Data section —
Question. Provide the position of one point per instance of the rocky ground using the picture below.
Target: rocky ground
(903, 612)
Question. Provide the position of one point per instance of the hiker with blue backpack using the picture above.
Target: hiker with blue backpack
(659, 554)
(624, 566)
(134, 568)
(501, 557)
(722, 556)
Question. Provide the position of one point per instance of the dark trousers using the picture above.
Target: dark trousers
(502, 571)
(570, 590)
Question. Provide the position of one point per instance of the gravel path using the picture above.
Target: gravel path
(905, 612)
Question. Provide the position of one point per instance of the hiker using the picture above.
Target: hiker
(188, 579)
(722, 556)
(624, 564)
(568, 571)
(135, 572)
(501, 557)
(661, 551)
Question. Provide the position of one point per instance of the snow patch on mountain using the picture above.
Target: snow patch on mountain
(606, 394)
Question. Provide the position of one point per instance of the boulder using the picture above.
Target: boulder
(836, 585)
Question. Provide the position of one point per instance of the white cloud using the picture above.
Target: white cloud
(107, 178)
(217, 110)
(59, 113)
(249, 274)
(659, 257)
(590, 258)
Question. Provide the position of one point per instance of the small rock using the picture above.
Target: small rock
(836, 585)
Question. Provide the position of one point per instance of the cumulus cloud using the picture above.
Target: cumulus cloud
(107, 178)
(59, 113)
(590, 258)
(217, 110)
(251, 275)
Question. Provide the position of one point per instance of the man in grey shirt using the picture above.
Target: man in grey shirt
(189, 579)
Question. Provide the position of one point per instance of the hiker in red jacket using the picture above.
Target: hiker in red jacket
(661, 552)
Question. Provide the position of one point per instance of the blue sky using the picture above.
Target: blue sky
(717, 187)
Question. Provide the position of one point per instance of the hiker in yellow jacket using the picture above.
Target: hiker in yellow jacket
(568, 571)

...

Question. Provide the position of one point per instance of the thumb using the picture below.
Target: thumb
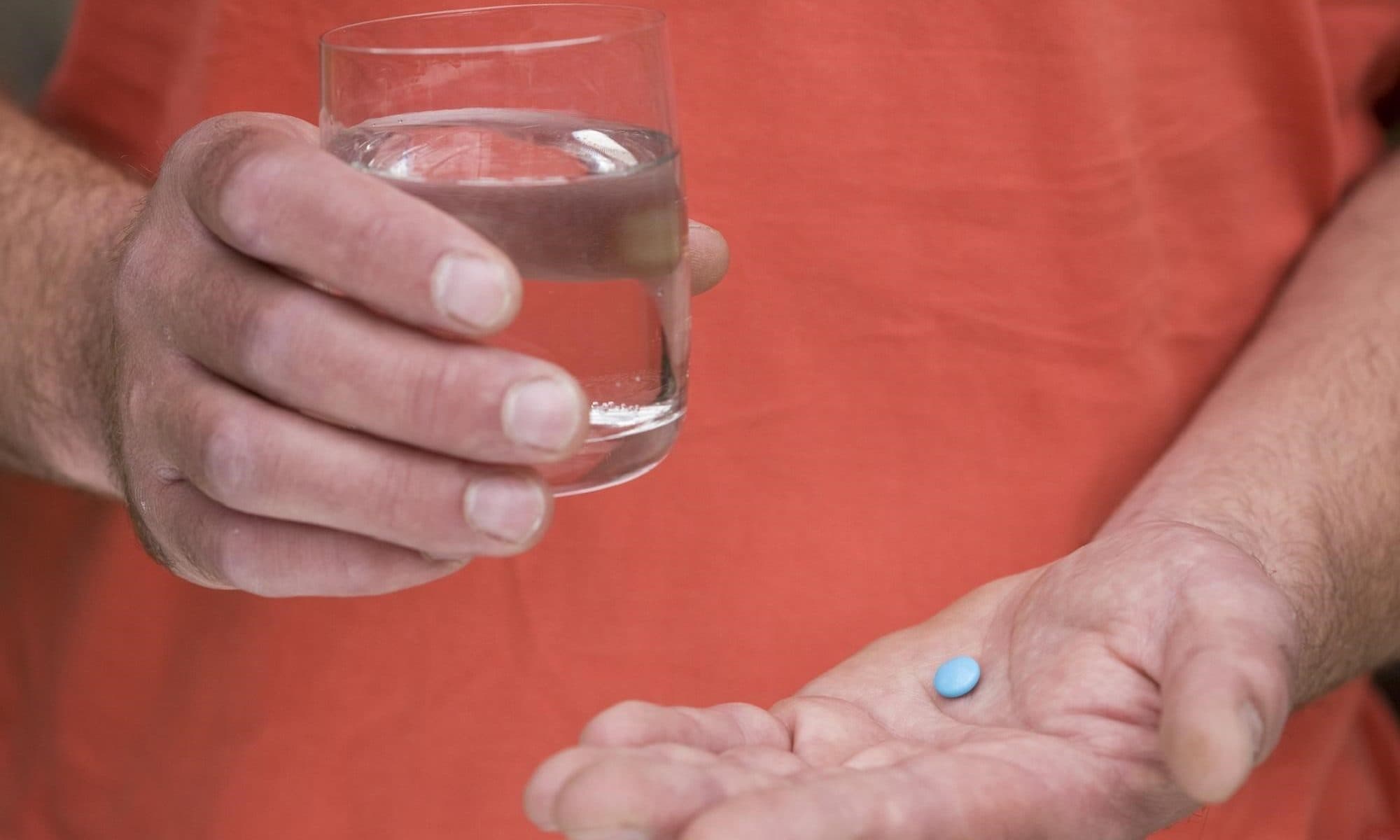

Exercise goal — Look above for the line with "ground using the picture below."; retype exactly that line, every line after it up to the line with "red jacket using the picture above.", and that line too, nothing else.

Exercise solution —
Question. Provide the position of one point per instance of the rocky ground using the picture below.
Target: rocky ground
(903, 612)
Question. Provide the position of one point per instance of the hiker with blue backpack using the picture above.
Target: hiker with blue backpack
(659, 554)
(624, 566)
(134, 568)
(501, 557)
(722, 556)
Question. Provide the position of one point per instance of the dark trousers using the picture above.
Target: dark trousers
(502, 571)
(570, 590)
Question. Provide the position of one point per instance of the gravel path using the picture above.
Target: gravel path
(905, 612)
Question. Provide the position of one point per instance of the hiker using the picture above.
Target: hiker
(188, 579)
(722, 556)
(624, 564)
(568, 571)
(135, 572)
(501, 557)
(661, 551)
Question. Provide the position of one point per instance of the snow patch on mountain using the picture above.
Target: snow patch on mountain
(606, 394)
Question. Provide the position of one point per instance of the boulder using the picture above.
Target: boulder
(836, 585)
Question. Provide the position of one point per instance of the white cloud using the picture above.
Target: white cloud
(107, 178)
(217, 110)
(59, 113)
(249, 274)
(659, 257)
(590, 258)
Question. Provide the position of one point per instance of the small rock using the picture above.
Target: small rock
(836, 585)
Question. Provide the position of one point per instance of the cumulus cloud using the picture above.
Target: cumulus cloud
(107, 178)
(59, 113)
(590, 258)
(217, 110)
(251, 275)
Question. Provide the position of one point per instance of the man in grey shirt using the picture above.
Target: man in grey shirt
(189, 579)
Question. Provide the position of one point per instance of the hiker in red jacket using the picture above.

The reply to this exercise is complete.